Brandtech Group accelerates AI experimentation through a creator residency program

Brandtech Group accelerates AI experimentation through a creator residency program

The Brandtech Group is creating an influencer marketing residency program to continue expanding its generative AI projects.

This comes as Brandtech continues to acquire and invest in various companies to expand its business in content, AI and influencer marketing. Brandtech acquired digital media agency Jellyfish last year and Acorn Intelligence in 2022.

The residency program will be overseen by Brandtech’s influencer company Collectively, which will be open to creators who use generative AI to join throughout this year. Each will participate for four weeks to focus on their specific area of expertise, ranging from video generation to AI animation.

Some of the creators joining the program currently include generative AI product photographer Salma Aboukarr, AI director Ryan Phillips and animator James Gerde. As a sort of quid pro quo, the creators will help to educate Brandtech’s generative AI teams on their expertise, as well as support Collectively and another Brandtech creative content agency Mofilm in generative AI work. The financial terms of these agreements were not revealed.

• [WRITTEN REQUEST A] Condense the paragraph of the Brandtech residency article that begins "The residency program will be overseen" into a short bulleted list that keeps its main facts.
• [WRITTEN REQUEST B] Retype the Brandtech residency article, starting with "The Brandtech Group" and going on through "Intelligence in 2022.".
• [WRITTEN REQUEST C] Extend the Brandtech residency article with a few more paragraphs, beginning right after its final sentence.
The data that comes next has no connection to the Brandtech residency article.

• [DATA EXTRACT]

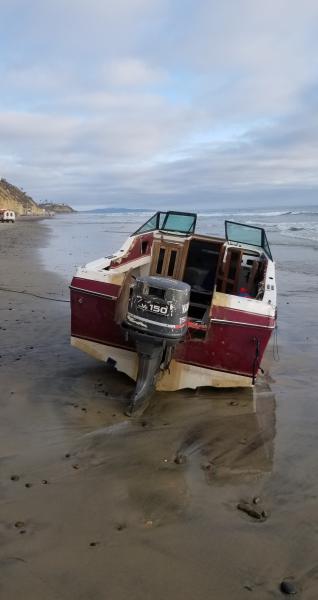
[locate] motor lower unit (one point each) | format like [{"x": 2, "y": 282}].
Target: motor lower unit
[{"x": 157, "y": 320}]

• [WRITTEN RESPONSE A]
- Overseen by Collectively, Brandtech's influencer company
- Open throughout this year to creators who use generative AI
- Each creator takes part for four weeks
- Focus is on each creator's area of expertise, from video generation to AI animation

• [WRITTEN RESPONSE B]
The Brandtech Group is creating an influencer marketing residency program to continue expanding its generative AI projects.

This comes as Brandtech continues to acquire and invest in various companies to expand its business in content, AI and influencer marketing. Brandtech acquired digital media agency Jellyfish last year and Acorn Intelligence in 2022.

• [WRITTEN RESPONSE C]
Gerde will lead a class covering content creation with motion graphics and animation with brands. He said he sees a lot of examples that creators can experiment with, such as surreal takes on an image or product. With generative AI tools, he cautioned that although content can be created quickly, the “novelty wears off quickly” too — making the specifics, like brand details and control over certain elements, still very important as a creator.

“I prefer to stick to the tools that have more control,” Gerde said. “Where I actually think we’re going to see it leading is AI departments on traditional production teams.”

Natalie Silverstein, chief innovation officer of Collectively, said the company’s larger ambition is to become “the leading generative AI marketing company in the world” through these types of programs.

“We have technology for that,” Silverstein told Digiday. “We have a workforce that is poised to utilize that technology and share it with clients. We have the … emergent class of creators that are people who are utilizing the generative AI tools in really novel ways and creating content that you would just never see before in your social feeds and elsewhere on the web.”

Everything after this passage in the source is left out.